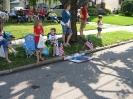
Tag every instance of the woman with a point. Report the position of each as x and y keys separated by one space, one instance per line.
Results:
x=83 y=18
x=66 y=24
x=6 y=44
x=41 y=14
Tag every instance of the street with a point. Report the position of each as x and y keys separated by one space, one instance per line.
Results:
x=108 y=76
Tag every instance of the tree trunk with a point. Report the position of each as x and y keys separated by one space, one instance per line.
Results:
x=73 y=20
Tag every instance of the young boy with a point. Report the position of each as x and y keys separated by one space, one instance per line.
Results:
x=99 y=23
x=53 y=39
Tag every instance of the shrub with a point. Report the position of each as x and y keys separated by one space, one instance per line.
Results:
x=92 y=11
x=127 y=7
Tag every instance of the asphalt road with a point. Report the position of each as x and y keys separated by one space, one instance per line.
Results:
x=108 y=76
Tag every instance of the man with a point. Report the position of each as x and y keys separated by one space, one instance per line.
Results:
x=83 y=17
x=53 y=16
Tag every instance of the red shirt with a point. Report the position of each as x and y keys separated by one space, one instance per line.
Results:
x=38 y=31
x=84 y=13
x=41 y=12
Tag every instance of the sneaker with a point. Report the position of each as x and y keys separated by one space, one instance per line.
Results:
x=15 y=53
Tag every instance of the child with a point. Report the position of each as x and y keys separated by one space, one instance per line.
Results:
x=53 y=39
x=38 y=29
x=6 y=44
x=99 y=23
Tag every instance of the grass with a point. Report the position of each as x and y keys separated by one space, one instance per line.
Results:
x=108 y=39
x=117 y=20
x=20 y=30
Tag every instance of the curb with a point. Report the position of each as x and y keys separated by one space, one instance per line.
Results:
x=53 y=60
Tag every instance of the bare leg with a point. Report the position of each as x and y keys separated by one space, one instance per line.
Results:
x=41 y=54
x=37 y=54
x=63 y=36
x=68 y=38
x=81 y=32
x=54 y=49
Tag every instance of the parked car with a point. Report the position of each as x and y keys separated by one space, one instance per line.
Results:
x=58 y=10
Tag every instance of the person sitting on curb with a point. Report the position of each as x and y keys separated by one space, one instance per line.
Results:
x=6 y=44
x=53 y=16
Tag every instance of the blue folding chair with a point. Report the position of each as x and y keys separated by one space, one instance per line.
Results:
x=29 y=45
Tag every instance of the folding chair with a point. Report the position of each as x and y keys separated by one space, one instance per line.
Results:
x=29 y=45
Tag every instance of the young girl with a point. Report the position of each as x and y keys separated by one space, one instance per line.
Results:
x=37 y=31
x=6 y=44
x=53 y=39
x=100 y=24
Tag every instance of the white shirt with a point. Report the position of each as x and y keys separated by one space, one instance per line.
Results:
x=68 y=21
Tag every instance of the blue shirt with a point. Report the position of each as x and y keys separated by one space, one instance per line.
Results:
x=12 y=14
x=65 y=17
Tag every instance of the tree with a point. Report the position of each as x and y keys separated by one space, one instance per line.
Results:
x=75 y=4
x=127 y=7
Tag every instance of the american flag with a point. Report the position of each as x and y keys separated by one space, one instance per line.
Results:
x=89 y=44
x=61 y=51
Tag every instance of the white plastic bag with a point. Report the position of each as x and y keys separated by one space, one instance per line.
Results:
x=41 y=42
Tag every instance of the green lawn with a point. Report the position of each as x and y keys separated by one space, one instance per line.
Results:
x=108 y=38
x=20 y=30
x=117 y=20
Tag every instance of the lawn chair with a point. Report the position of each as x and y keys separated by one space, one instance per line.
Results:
x=29 y=45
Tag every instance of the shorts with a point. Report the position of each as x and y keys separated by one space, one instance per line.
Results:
x=36 y=44
x=66 y=30
x=99 y=29
x=82 y=24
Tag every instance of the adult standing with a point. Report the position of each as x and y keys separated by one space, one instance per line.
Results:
x=66 y=24
x=83 y=17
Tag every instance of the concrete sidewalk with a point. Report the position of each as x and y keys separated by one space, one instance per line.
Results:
x=108 y=28
x=108 y=76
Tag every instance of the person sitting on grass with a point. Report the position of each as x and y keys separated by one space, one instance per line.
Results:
x=53 y=40
x=6 y=44
x=38 y=30
x=53 y=16
x=100 y=24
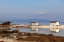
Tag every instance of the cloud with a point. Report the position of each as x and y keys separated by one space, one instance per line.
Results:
x=42 y=13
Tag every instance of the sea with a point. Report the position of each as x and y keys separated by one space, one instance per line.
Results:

★ ★ ★ ★ ★

**Brief**
Write only the number of lines in the data where the string "lawn" can be found.

**Task result**
2